— Records from a point labeling set —
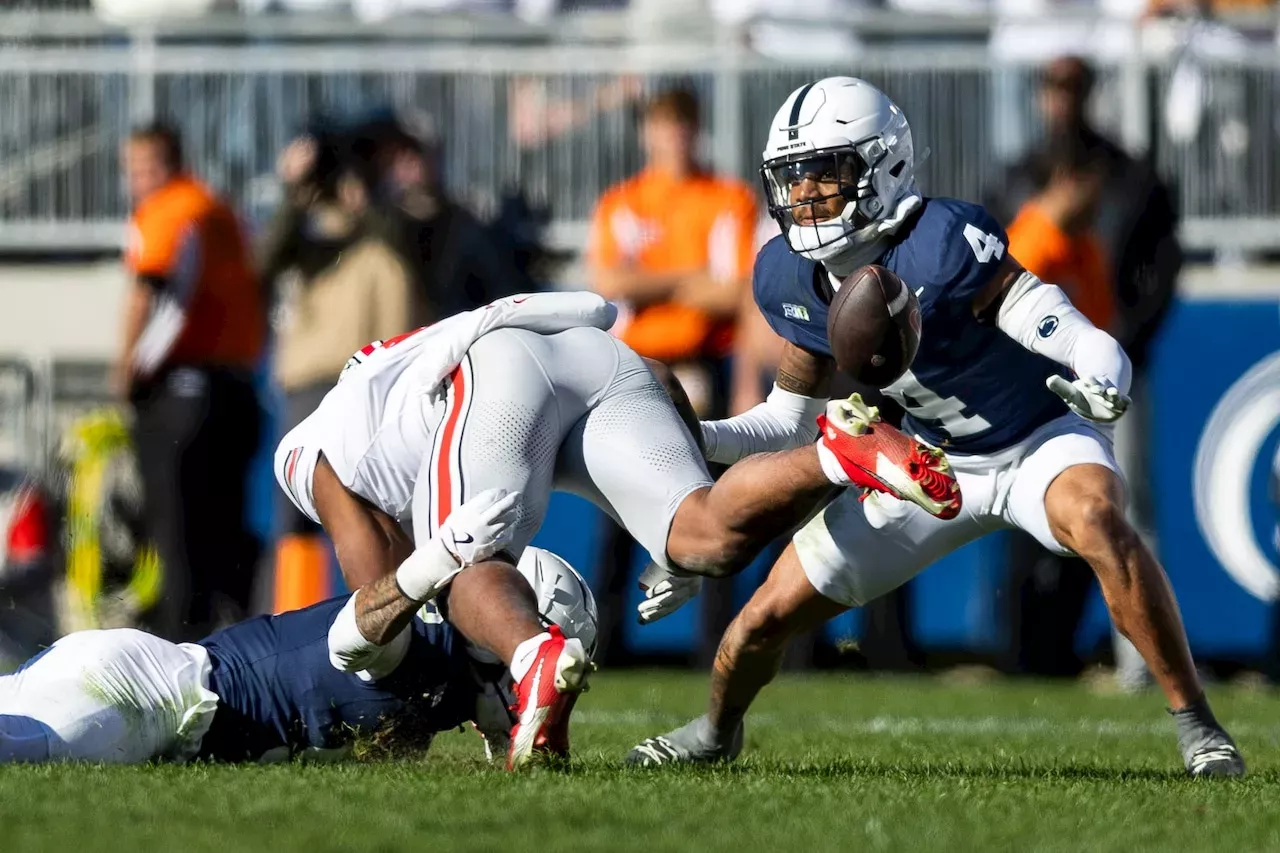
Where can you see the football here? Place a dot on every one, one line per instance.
(873, 327)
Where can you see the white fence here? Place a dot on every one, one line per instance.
(560, 122)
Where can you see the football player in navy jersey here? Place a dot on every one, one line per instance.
(1010, 379)
(278, 687)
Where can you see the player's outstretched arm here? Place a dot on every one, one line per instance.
(1041, 318)
(785, 420)
(378, 614)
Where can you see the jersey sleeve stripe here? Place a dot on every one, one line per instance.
(451, 441)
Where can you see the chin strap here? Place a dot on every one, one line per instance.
(864, 252)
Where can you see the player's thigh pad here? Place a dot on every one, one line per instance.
(1065, 443)
(855, 551)
(114, 696)
(501, 428)
(634, 457)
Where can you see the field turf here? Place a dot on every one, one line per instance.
(833, 762)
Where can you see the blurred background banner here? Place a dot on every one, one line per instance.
(435, 154)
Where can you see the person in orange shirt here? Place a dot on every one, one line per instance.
(1052, 235)
(673, 246)
(195, 327)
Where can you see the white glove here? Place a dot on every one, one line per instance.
(664, 592)
(472, 533)
(481, 527)
(1095, 398)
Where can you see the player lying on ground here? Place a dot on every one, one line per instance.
(265, 689)
(420, 424)
(839, 173)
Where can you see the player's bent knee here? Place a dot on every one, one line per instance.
(764, 625)
(1097, 528)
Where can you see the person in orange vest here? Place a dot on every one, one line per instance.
(193, 333)
(1054, 237)
(673, 246)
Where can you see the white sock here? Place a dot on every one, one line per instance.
(831, 466)
(525, 656)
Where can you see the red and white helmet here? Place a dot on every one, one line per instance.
(848, 131)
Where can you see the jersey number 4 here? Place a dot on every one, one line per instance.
(984, 246)
(927, 405)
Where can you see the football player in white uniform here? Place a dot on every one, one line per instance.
(528, 393)
(1000, 354)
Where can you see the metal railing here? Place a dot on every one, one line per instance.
(561, 123)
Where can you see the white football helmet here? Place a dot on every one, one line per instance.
(845, 131)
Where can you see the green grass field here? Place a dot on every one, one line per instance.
(833, 762)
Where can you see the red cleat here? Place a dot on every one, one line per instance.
(882, 459)
(545, 697)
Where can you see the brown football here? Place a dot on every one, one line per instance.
(873, 327)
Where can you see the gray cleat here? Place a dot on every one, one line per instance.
(1207, 749)
(694, 743)
(1219, 758)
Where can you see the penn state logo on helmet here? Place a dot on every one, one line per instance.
(1226, 457)
(836, 167)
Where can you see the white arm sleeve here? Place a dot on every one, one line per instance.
(1041, 318)
(785, 420)
(351, 652)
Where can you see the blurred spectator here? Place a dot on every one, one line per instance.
(343, 286)
(457, 261)
(1052, 233)
(1137, 220)
(1029, 32)
(795, 30)
(193, 332)
(675, 245)
(1137, 227)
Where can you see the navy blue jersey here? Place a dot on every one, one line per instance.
(972, 388)
(277, 688)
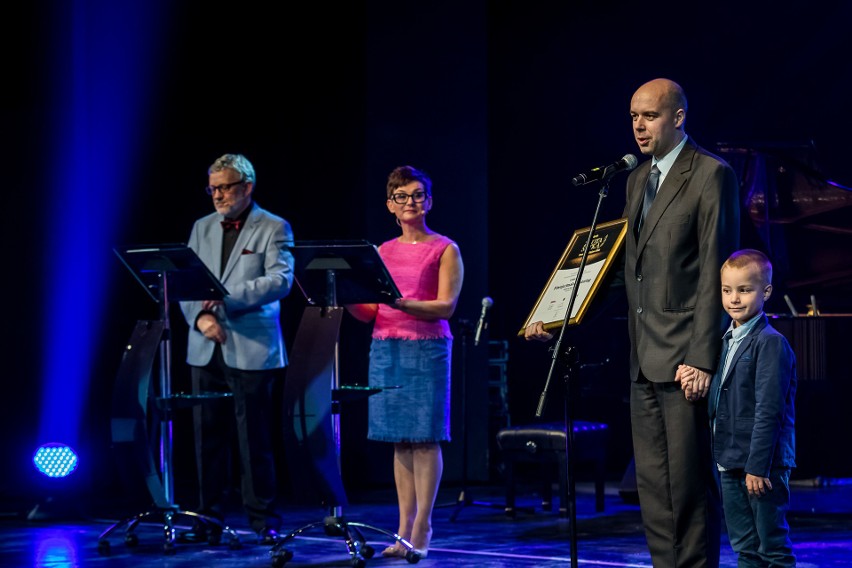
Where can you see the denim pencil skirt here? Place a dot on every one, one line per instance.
(419, 410)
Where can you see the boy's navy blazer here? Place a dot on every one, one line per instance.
(753, 404)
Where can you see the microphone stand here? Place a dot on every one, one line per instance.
(570, 359)
(464, 499)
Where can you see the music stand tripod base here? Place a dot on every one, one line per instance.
(213, 530)
(350, 531)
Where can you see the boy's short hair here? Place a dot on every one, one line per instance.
(744, 257)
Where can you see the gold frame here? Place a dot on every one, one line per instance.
(606, 243)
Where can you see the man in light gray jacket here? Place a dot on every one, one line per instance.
(235, 345)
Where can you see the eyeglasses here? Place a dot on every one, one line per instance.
(211, 189)
(402, 198)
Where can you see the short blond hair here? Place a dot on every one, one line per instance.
(745, 257)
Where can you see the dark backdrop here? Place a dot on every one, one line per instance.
(502, 103)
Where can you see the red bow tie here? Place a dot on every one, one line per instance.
(229, 224)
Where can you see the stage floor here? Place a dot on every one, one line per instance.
(481, 535)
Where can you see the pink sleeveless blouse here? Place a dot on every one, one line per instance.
(414, 269)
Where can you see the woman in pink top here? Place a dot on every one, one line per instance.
(411, 349)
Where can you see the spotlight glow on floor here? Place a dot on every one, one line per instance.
(55, 460)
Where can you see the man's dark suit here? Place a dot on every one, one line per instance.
(675, 316)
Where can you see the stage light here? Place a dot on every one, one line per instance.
(55, 460)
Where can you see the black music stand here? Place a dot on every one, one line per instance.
(167, 272)
(330, 274)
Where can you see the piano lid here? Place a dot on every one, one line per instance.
(803, 220)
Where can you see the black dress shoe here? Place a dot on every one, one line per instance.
(268, 535)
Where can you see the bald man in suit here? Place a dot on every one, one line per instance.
(236, 346)
(671, 274)
(673, 251)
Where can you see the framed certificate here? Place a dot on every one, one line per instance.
(552, 304)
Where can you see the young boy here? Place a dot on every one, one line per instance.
(752, 417)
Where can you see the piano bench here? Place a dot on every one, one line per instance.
(545, 443)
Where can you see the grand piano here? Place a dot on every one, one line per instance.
(803, 221)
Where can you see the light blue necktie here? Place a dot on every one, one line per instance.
(720, 372)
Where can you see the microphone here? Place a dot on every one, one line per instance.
(628, 162)
(483, 319)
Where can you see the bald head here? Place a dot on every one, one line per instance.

— WRITTEN INSTRUCTION —
Give back the lines above exactly, from the one with "Where can you see the red bow" through the last line.

— SOLUTION FOR THIS EXERCISE —
Where can you see the red bow tie here? Place a dot on every one, one line per instance.
(229, 224)
Where can you see the stage floor here? Place a dot on every one, one line per instance.
(481, 535)
Where can you see the pink sleeveless blouse here? Place a dot on every one, one line per instance.
(414, 269)
Where can you see the woman in pink top here? Place a dot on every one, one line per instance.
(411, 349)
Where can you see the spotlight glow on floor here? Place a dot on every one, one line per instance.
(55, 460)
Where can you see the man's dark suit here? Place a dot on every one, one line per instance.
(675, 316)
Where can you see the stage light here? Place a dot on every one, one line per instance.
(55, 460)
Where can you see the black music stand here? Place a dot on every one, one line per instance.
(167, 272)
(330, 274)
Where can you see the piano lid here? Place a dot on every one, one line per instance.
(803, 220)
Where can you see the black dress shoe here? Place a dot on every one, one line per instance.
(268, 535)
Where can you see the bald man in suit here? Place a dot on every one, one line per instance.
(236, 346)
(671, 274)
(673, 251)
Where can you see the framed certificate here? Place a dot on every one, one line per instance.
(552, 304)
Where can you see the young boy here? Place a dot on every one, one line per instance.
(752, 417)
Where can you see the piano bench here? Place a dot on every one, one line per instance.
(545, 443)
Where can you see the grand piano here? Place a dot on every one, one line per instance.
(803, 221)
Where can you see the light blue necktie here? Place a dot on every one, one line per instance.
(720, 372)
Where can you see the microphone here? Place a dot on every one, one line per instance.
(628, 162)
(483, 319)
Where can you see the bald head here? Place a dot on every one, one line per instance.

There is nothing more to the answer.